* Excerpt:
Returning to Melbourne, Jack Ladder & The Dreamlanders affirmed ‘Hurtsville’ as a modern classic

Jack Ladder & the Dreamlanders
Jack Ladder
Jack Ladder
Donny Benét
Sarah Mary Chadwick
1 / 5
Words by August Billy
Photos by Tom Stevens

In celebration of Hurtsville’s tenth anniversary, Jack Ladder & The Dreamlanders delivered a triumphant display of writerly rock music at Melbourne’s Forum.

Released in 2011, Hurtsville was a turning point in Jack Ladder’s career. The Sydney artist’s third LP was the recorded document of a stylistic shift that began when Ladder teamed up with guitarist Kirin J Callinan a couple of years earlier.

Ladder was obviously eager to evolve past the bluesy garage rockers and stately ballads of his first two records, and in Callinan he found the perfect foil. Although he’s now recognised as an idiosyncratic artist in his own right (and to some, l’enfant terrible of Australian music), Callinan was then best known for adding mountains of guitar noise to the music of his former band, Mercy Arms.

Catch up on the latest music interviews, news and reviews here.

Perhaps emboldened by the errant nature of Callinan’s guitar playing, Hurtsville saw Ladder adopt a more irreverent style than he had done previously, drawing influence from Leonard Cohen, Tom Waits, Iggy Pop, Nick Cave et al without getting bogged down in tributary emulation.

Excerpts from point annotation data
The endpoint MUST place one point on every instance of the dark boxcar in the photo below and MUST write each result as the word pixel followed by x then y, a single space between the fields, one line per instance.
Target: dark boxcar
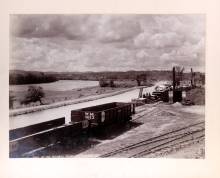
pixel 104 114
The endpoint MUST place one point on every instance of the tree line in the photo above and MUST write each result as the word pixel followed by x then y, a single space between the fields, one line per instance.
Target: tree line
pixel 18 78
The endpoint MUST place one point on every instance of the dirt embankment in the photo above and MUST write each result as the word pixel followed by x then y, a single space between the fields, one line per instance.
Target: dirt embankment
pixel 196 95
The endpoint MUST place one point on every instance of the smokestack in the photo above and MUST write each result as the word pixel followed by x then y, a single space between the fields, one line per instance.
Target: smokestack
pixel 192 80
pixel 174 79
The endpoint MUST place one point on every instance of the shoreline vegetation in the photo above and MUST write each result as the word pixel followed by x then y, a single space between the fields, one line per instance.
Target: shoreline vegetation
pixel 118 82
pixel 106 93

* Written exercise 1: List the musicians the review names as influences on Hurtsville.
* Written exercise 2: From the records, reproduce the lines from the one holding "of the tree" through the one holding "pixel 196 95", inclusive.
The review and the records are unrelated pieces of material.

* Task response 1: Leonard Cohen, Tom Waits, Iggy Pop, Nick Cave

* Task response 2:
The endpoint MUST place one point on every instance of the tree line in the photo above and MUST write each result as the word pixel followed by x then y, a single space between the fields, one line per instance.
Target: tree line
pixel 18 78
The endpoint MUST place one point on every instance of the dirt embankment in the photo above and MUST write each result as the word pixel followed by x then y, a single space between the fields, one line per instance.
Target: dirt embankment
pixel 196 95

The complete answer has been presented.